**What to work on**
Print out the records in full, keeping each word unchanged.

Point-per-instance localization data
++++++++++++++++++++
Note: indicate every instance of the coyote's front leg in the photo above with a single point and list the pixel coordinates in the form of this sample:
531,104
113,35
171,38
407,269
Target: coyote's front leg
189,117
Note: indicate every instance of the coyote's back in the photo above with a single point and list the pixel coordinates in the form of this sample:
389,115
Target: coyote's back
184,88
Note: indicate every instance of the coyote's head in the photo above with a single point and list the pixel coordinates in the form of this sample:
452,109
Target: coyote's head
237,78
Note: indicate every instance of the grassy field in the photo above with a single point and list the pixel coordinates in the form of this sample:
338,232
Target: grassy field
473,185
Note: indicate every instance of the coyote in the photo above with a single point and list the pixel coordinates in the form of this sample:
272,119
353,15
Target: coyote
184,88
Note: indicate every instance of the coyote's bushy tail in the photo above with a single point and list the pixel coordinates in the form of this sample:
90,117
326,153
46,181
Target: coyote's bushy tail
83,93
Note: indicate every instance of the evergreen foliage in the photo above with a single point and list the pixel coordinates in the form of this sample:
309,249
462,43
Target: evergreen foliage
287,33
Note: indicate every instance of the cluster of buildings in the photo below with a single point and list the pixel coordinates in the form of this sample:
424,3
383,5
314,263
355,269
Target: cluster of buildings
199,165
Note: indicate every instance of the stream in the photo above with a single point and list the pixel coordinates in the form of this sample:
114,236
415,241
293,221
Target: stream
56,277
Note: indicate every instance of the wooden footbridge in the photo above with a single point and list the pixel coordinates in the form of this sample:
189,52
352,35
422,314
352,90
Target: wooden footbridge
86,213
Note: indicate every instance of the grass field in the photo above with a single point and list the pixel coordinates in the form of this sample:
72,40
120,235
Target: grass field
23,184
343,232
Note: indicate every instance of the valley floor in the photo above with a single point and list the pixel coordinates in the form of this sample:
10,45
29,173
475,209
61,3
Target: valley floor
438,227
++++++++++++++++++++
**Task solution**
Note: indicate every instance of the coyote's front leg in the photo above with a single point and list the pixel coordinates in the form of this sample:
531,104
113,35
171,38
407,269
Target: coyote's front leg
189,117
Note: indicate every instance of the coyote's back in the photo above with a single point and list the pixel coordinates in the form of this sample:
389,115
Target: coyote's back
184,88
Note: indicate every instance of the coyote's head in the photo above with a single point and list the pixel coordinates in the form of this sample:
452,109
Target: coyote's head
237,78
Note: indicate every instance of the grassy field in the photo above with a single point and list the pixel coordinates in the form of this sample:
338,232
Target: grassy field
473,185
Note: indicate every instance of the coyote in the photo above with a single point and list the pixel coordinates in the form of this sample:
272,119
353,15
Target: coyote
184,88
Note: indicate every instance of the coyote's bushy tail in the photo above with a single point and list the pixel coordinates in the form of this sample:
90,117
326,153
46,181
Target: coyote's bushy tail
83,93
Note: indicate every instance of the evergreen foliage in the photo above with a single point and list the pixel coordinates in the form of this sample:
309,249
462,43
Target: evergreen foliage
287,33
Note: indicate every instance of the cluster of buildings in the photo below with a single point and list the pixel coordinates in the form of this sample:
424,3
383,5
314,263
355,269
Target: cluster of buildings
199,165
Note: indicate every instance of the stream in the photo above with a single point and list the pixel coordinates in the form of this sample:
114,236
415,241
293,221
Target: stream
56,277
Note: indicate every instance of the wooden footbridge in the photo above with a single point and list the pixel coordinates in the form of this sample:
189,52
352,35
422,314
352,90
Target: wooden footbridge
86,213
Note: indicate every instance of the grass field in the photo above with a single point and list the pixel coordinates in the form of this sample:
72,40
120,235
Target: grass field
23,184
343,232
Note: indicate every instance of the valley floor in the photo above with a single point and list the pixel coordinates in the form of this sample:
10,45
29,173
475,209
61,3
Target: valley floor
438,227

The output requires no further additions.